• INSTRUCTION: Restate the entries below verbatim.

• THE RECORDS:
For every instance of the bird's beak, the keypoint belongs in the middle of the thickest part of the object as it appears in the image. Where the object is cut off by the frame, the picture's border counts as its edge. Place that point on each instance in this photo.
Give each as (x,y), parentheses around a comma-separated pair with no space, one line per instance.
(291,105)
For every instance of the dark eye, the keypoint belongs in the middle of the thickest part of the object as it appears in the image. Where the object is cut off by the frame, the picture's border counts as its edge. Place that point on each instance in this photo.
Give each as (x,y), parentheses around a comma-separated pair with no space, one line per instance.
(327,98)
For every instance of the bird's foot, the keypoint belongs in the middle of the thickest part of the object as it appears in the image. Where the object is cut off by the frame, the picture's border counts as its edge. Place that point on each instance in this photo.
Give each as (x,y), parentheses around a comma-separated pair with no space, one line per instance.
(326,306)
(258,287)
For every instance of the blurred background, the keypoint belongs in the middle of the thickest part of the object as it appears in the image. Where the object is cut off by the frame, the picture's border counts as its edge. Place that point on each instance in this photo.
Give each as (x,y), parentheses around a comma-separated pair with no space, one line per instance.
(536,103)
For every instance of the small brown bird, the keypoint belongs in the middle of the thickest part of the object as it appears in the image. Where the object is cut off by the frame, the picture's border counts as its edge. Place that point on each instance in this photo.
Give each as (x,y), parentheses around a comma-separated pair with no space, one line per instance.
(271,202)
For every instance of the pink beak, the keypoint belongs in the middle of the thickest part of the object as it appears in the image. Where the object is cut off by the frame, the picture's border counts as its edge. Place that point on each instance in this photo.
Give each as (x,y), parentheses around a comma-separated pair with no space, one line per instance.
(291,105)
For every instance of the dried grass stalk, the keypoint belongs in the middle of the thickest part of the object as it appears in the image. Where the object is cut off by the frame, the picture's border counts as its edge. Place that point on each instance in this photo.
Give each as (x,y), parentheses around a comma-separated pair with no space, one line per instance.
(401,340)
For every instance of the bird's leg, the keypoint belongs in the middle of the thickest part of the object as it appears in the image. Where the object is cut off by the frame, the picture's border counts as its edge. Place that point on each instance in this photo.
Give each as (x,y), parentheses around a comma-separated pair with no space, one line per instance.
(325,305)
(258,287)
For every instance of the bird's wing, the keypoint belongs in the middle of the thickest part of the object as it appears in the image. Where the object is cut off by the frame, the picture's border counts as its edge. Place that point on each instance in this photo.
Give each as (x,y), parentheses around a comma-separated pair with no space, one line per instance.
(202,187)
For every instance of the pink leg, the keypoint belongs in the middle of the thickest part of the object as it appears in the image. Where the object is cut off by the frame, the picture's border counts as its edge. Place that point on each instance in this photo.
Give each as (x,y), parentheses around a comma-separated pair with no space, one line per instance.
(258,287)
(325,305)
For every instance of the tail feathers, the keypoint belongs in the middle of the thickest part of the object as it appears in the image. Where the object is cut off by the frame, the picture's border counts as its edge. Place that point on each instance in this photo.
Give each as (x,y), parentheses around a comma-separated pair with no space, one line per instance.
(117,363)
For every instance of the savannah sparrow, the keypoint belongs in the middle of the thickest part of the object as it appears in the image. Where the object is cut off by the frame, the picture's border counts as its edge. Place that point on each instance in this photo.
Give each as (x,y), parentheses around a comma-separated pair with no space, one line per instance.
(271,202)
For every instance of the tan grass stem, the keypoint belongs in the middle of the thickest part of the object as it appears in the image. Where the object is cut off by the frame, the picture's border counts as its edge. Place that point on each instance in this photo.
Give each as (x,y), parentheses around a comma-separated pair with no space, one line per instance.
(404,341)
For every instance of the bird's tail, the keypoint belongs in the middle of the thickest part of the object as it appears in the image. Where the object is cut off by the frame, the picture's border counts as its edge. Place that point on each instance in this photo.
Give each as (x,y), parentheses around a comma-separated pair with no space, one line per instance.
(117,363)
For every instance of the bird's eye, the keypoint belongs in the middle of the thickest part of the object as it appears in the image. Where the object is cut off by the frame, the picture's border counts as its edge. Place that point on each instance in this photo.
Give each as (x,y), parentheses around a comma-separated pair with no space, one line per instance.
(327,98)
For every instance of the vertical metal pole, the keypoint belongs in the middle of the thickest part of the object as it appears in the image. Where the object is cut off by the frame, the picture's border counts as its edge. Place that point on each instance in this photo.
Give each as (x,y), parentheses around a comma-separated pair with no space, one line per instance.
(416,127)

• ANSWER TO THIS PROBLEM:
For every instance of the bird's beak, the keypoint belongs in the middle of the thickest part of the object as it appears in the image. Where the object is cut off by the frame, the picture's border counts as its edge. Place that point on each instance in this photo.
Give each as (x,y), parentheses around a comma-separated pair with no space, one line per instance.
(291,105)
For every instance of the dark eye, the keypoint belongs in the middle of the thickest part of the object as it appears in the image. Where the object is cut off by the frame, the picture's border counts as its edge. Place that point on each instance in this photo.
Give each as (x,y), parentheses around a comma-separated pair with no space, one line per instance.
(327,98)
For every instance of the bird's foot, the keypoint belongs in the middle of the thickest part of the object as it appears in the image. Where the object is cut off by the frame, the picture's border counts as its edge. Place that point on each instance in this photo.
Give each as (x,y), parentheses around a comma-separated pair with no space, one line per instance.
(326,306)
(258,287)
For every instance of the blurred background, the keypoint belongs in the middle of the thickest part of the object as it appears in the image. Where the object is cut off by the frame, the picture's border counts as its edge. Place that point on each instance in this photo.
Give each as (x,y), parentheses around a comma-separated pair with no space, one line per instance.
(536,103)
For every instance of the small brown bird, the keypoint belongs in the middle of the thickest part of the object as it appears in the image. Where the object is cut off by the frame, the picture's border counts as its edge. Place that point on each instance in this photo.
Give each as (x,y), parentheses around a comma-separated pair with no space, one line per instance.
(271,202)
For every instance of the pink beak, the keypoint belongs in the middle of the thickest part of the object as it appears in the image. Where the object is cut off by the frame, the picture's border counts as its edge. Place that point on each instance in this photo.
Give each as (x,y), parentheses around a comma-separated pair with no space, one line per instance.
(291,105)
For every instance of the dried grass stalk, the keypoint belongs in the middle of the thickest part of the object as it appears in the image. Where the object is cut off by the frame, the picture's border counts as its edge. Place that point on each instance in this photo.
Give each as (x,y), parentheses around a comma-separated pair with no space, one line per instance.
(401,340)
For every instance of the bird's leg, the keypoint belongs in the middle of the thickest part of the object as it appears in the image. Where the object is cut off by the frame, the picture's border counts as its edge. Place that point on each instance in this photo.
Give each as (x,y), parentheses around a comma-separated pair with no space, one line per instance.
(325,305)
(258,287)
For every instance of the bird's wing, the keypoint belongs in the middle of the thickest part of the object as it appears in the image. Where the object is cut off by the frame, the picture's border counts as its edge. Place that point on each instance in this photo.
Give each as (x,y), parentheses around a comma-separated pair with no space, one line per instance.
(202,187)
For every instance of the pink leg, the keypoint belongs in the middle of the thickest part of the object as it appears in the image. Where the object is cut off by the frame, the picture's border counts as its edge. Place that point on each instance in this photo.
Give each as (x,y), parentheses around a comma-separated pair with no space, one line per instance.
(258,287)
(325,305)
For every instance of the tail feathers, the keypoint belongs in the middle of the thickest part of the object as it appears in the image. Where the object is cut off by the frame, the picture's border counts as its edge. Place that point on each instance in this photo.
Give each as (x,y), parentheses around a comma-separated pair with no space, one line per instance.
(117,363)
For every instance of the savannah sparrow, the keypoint belongs in the middle of the thickest part of the object as it appears in the image. Where the object is cut off by the frame, the picture's border counts as its edge. Place that point on each instance in this photo.
Give each as (x,y), parentheses around a comma-separated pair with no space, one line per instance.
(271,202)
For every instance of the tan grass stem, the keypoint belongs in the middle of the thickest part of the object as it appears in the image. Where the object is cut off by the frame, the picture's border counts as its edge. Place that point on each instance in this photo.
Give each as (x,y), parentheses around a comma-separated pair with no space, one line per instance.
(404,341)
For every instance of the bird's tail, the keypoint belongs in the middle of the thickest part of the object as it appears in the image. Where the object is cut off by the frame, the picture's border counts as its edge. Place that point on each instance in this photo.
Give each as (x,y), parentheses around a comma-separated pair with no space, one line per instance.
(117,363)
For every instance of the bird's eye, the keypoint belongs in the middle of the thickest part of the object as it appears in the image. Where the object is cut off by the frame, the picture's border counts as its edge. Place that point on each instance in this photo.
Give each as (x,y), parentheses around a comma-separated pair with no space, one line per instance.
(327,98)
For every instance of the vertical metal pole, the keypoint belongs in the middle of the thickest part of the object as it appears in the image. Where the object is cut off by the frame, the picture's border counts as its edge. Place that point on each instance in this photo.
Give each as (x,y), parentheses around a comma-separated pair with no space, one line per instance.
(416,127)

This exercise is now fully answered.